**Text block:**

┌──

Flo vs The Women of America: When Your Period App Becomes a Weapon
Written by Anvi Sharma
In an era where our phones track everything from our steps to our sleep, period-tracking apps and fertility monitors have become digital confidants for millions of women. But in a post-Roe landscape, these intimate digital diaries have transformed from helpful health tools into potential evidence. The frightening reality? The very technology designed to empower women's health choices could now be used to criminalize them.
Consider this: A typical period-tracking app collects data on menstrual cycles, sexual activity, pregnancy symptoms, and medication use. Combined with location data, search histories, and payment records, this creates a detailed digital footprint of reproductive health decisions. While women have always tracked their cycles, never before has this intimate information been so meticulously documented – and so vulnerable to legal scrutiny.
Recent investigations reveal that many popular femtech apps share or sell user data to third parties, often under vague privacy policies that users never read. More alarming still, some apps' "anonymized" data can be easily re-identified using basic data analysis techniques. In states with restrictive reproductive laws, this digital trail could become evidence in criminal investigations.
Current privacy regulations were written for a different era. HIPAA, our primary health privacy law, only covers traditional healthcare providers – not tech companies collecting health data. The result? Your conversations with your doctor about reproductive health are legally protected, but the same information logged in a period-tracking app has minimal safeguards.
The future of women's health technology hangs in the balance. Will these tools become instruments of surveillance and control, or can we reshape them to truly serve women's needs while protecting their privacy? The answer depends on the actions we take today.
We must demand better: better laws, better technology, and better protections for women's digital privacy. The alternative – a world where women must choose between using modern health tools and protecting their legal rights – is simply unacceptable.
The technology exists to protect privacy while advancing women's health. What we need now is the political will to make it happen. Our digital future, and women's health freedom, depend on it.

└──

**Dataset entries:**
┌──

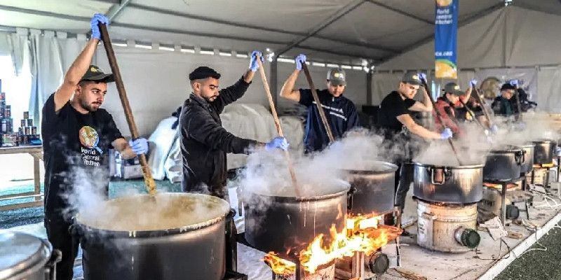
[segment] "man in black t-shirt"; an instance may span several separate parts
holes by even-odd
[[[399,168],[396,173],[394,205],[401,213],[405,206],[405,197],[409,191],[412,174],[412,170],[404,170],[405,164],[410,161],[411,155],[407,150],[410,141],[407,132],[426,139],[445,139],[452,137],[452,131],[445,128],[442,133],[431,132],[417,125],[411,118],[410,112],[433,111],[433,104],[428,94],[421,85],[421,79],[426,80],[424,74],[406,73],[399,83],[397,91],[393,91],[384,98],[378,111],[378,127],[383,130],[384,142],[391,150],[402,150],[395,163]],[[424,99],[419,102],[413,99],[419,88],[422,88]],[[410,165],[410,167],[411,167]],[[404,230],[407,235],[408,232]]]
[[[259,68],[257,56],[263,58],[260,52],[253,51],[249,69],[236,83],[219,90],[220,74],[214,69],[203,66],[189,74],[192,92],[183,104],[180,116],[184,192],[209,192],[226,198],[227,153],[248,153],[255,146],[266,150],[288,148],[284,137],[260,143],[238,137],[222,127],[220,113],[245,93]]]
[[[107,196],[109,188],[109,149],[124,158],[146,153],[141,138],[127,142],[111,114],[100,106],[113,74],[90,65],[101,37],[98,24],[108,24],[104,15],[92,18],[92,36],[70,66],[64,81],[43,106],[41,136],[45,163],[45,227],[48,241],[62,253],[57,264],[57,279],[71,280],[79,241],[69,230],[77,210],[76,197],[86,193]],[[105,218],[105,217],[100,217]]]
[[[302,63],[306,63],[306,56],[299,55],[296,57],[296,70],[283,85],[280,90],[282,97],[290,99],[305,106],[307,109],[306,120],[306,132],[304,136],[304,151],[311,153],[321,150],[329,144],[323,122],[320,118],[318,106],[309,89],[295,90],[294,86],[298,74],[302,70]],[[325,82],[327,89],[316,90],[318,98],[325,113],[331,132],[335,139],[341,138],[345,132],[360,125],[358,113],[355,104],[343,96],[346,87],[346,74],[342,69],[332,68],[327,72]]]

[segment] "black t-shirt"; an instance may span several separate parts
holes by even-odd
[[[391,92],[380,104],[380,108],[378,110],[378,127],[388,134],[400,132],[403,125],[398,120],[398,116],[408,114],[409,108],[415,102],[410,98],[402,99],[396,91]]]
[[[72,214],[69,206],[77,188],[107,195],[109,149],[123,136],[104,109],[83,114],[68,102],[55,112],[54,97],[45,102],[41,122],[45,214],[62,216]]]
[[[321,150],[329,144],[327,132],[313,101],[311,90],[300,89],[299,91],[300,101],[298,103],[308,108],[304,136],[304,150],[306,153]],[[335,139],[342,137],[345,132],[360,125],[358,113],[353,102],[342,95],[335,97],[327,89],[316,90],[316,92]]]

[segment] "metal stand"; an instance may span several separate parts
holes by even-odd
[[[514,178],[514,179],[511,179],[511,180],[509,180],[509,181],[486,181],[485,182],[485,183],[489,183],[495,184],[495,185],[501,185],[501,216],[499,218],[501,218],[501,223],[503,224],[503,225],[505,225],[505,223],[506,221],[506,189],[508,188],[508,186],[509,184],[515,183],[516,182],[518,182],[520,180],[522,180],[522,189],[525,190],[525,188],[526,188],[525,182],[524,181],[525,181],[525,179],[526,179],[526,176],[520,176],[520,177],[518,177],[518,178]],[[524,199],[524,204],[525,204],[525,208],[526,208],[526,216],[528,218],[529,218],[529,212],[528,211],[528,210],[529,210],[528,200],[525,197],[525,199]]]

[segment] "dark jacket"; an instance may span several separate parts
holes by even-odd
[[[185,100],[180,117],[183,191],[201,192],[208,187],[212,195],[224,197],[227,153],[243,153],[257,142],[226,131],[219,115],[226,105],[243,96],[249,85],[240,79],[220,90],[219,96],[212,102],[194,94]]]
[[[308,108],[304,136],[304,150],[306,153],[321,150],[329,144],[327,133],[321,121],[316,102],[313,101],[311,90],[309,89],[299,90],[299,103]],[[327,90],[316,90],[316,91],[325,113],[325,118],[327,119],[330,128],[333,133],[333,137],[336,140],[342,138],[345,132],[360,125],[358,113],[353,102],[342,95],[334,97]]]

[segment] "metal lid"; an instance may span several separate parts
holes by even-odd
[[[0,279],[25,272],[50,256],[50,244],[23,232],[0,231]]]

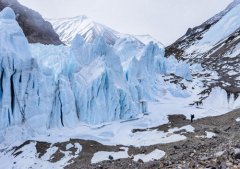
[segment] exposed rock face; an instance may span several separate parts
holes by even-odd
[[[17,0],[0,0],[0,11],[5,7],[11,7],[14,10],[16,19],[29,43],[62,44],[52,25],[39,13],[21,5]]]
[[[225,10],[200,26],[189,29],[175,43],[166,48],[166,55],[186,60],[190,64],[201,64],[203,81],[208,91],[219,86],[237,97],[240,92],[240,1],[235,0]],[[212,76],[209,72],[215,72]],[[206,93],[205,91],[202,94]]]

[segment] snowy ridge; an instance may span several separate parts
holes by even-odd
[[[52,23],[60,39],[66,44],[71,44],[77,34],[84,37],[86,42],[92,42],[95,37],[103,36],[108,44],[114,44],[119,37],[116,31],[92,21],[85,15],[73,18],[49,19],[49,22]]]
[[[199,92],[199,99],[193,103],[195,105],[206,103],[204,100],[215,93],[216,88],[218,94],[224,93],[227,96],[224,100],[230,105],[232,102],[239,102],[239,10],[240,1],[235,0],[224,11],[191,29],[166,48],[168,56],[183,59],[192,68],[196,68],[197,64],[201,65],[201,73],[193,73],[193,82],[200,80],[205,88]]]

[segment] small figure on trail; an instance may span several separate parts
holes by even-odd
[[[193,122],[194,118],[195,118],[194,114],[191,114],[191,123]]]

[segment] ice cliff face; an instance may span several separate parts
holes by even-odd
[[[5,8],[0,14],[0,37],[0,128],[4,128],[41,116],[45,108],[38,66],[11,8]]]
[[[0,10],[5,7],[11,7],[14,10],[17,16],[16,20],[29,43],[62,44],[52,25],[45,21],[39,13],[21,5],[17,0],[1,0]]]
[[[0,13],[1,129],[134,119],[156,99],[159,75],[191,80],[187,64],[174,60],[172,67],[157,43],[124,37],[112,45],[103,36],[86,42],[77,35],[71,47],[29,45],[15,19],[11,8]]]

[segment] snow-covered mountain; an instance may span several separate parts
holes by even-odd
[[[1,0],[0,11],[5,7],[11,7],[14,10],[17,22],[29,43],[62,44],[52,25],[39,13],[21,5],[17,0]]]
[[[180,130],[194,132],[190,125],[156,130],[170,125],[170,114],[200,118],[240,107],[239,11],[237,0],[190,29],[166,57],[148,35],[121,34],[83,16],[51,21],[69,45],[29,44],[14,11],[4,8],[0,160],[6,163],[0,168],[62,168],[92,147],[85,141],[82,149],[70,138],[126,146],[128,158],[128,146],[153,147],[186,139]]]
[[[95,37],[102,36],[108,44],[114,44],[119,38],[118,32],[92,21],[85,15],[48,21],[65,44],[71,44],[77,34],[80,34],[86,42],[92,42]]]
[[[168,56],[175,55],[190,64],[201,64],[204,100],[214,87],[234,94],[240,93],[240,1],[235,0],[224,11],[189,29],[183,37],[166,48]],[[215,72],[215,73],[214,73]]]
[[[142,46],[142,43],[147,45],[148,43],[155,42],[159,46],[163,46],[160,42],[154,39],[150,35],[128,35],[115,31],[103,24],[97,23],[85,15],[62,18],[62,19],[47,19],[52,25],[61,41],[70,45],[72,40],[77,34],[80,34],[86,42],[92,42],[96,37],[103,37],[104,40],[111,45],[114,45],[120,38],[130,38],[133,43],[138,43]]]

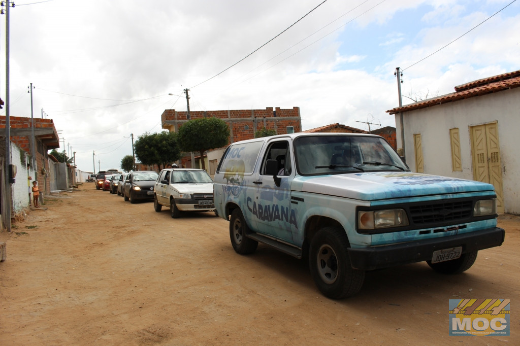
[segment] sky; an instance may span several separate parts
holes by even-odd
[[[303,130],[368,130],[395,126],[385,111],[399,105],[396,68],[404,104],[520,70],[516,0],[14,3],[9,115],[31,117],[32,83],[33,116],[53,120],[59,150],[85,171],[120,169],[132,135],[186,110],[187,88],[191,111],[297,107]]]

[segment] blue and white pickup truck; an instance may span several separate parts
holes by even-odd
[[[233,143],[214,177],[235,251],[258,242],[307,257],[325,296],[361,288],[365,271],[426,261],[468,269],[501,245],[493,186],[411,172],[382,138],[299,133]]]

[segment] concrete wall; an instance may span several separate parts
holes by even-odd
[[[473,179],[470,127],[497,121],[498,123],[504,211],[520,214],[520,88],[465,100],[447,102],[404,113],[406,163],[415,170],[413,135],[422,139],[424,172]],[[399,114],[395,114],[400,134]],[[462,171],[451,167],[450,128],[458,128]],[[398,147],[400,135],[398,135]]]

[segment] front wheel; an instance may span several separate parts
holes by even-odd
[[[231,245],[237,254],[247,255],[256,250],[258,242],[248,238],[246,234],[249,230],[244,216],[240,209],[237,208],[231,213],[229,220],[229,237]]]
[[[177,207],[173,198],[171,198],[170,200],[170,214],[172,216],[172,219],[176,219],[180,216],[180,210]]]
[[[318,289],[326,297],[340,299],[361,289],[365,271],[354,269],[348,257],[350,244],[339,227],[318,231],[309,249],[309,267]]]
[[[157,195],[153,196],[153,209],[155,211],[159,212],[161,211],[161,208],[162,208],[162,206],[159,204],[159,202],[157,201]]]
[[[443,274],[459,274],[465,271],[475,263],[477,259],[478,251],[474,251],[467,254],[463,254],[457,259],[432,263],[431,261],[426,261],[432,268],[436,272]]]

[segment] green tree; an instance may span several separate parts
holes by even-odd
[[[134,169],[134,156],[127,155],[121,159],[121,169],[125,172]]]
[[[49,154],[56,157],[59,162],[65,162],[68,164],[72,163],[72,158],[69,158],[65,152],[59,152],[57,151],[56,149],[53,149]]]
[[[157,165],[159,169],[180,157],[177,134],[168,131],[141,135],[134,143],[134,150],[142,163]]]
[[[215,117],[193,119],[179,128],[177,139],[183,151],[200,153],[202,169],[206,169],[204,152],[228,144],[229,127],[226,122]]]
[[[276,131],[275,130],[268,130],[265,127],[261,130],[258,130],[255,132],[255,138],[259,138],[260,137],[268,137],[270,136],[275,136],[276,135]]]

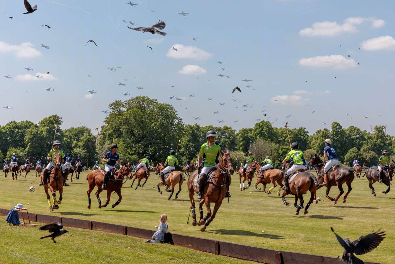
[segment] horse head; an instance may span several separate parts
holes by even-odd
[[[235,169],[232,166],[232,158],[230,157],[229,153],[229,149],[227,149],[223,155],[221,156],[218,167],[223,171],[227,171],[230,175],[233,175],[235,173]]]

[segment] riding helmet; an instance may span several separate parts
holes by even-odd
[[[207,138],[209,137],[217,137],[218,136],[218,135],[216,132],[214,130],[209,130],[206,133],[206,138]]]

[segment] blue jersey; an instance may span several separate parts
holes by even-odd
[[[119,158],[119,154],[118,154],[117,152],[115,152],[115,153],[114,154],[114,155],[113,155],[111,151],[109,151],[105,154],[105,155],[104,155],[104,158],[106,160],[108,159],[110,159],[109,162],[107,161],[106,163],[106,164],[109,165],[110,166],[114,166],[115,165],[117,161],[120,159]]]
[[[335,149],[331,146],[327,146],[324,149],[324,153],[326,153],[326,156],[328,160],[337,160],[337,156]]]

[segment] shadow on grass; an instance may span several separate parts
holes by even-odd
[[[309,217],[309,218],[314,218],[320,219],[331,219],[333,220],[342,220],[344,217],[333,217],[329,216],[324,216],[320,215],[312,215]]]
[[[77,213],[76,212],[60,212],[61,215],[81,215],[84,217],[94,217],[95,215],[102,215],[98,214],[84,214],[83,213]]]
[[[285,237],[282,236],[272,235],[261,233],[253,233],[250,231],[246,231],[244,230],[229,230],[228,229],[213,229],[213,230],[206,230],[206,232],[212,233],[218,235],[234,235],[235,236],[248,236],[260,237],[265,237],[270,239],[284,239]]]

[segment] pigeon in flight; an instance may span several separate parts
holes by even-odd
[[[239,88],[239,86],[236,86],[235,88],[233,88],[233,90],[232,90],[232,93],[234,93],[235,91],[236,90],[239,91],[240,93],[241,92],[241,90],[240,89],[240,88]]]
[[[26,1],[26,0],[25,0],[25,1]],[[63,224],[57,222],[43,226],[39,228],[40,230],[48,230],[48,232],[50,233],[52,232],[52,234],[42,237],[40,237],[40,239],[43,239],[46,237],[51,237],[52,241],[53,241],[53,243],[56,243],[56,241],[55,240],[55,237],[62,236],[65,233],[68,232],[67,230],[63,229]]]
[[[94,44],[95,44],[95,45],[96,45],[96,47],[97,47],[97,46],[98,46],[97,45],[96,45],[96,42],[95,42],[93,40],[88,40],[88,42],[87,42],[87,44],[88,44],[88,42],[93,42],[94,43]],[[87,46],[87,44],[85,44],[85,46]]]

└──

**Task instructions:**
**1.** According to the period-app article, why does information logged in a period-tracking app have fewer legal safeguards than the same information discussed with a doctor? Answer in one to three sentences.
**2.** Copy the period-app article from "Current privacy regulations" to "we take today.".
Rely only on the period-app article.

**Solutions by task:**
**1.** HIPAA, the primary health privacy law, covers only traditional healthcare providers and not tech companies that collect health data. Conversations with a doctor about reproductive health are therefore legally protected, but the same details entered in a period-tracking app have minimal safeguards.

**2.**
Current privacy regulations were written for a different era. HIPAA, our primary health privacy law, only covers traditional healthcare providers – not tech companies collecting health data. The result? Your conversations with your doctor about reproductive health are legally protected, but the same information logged in a period-tracking app has minimal safeguards.
The future of women's health technology hangs in the balance. Will these tools become instruments of surveillance and control, or can we reshape them to truly serve women's needs while protecting their privacy? The answer depends on the actions we take today.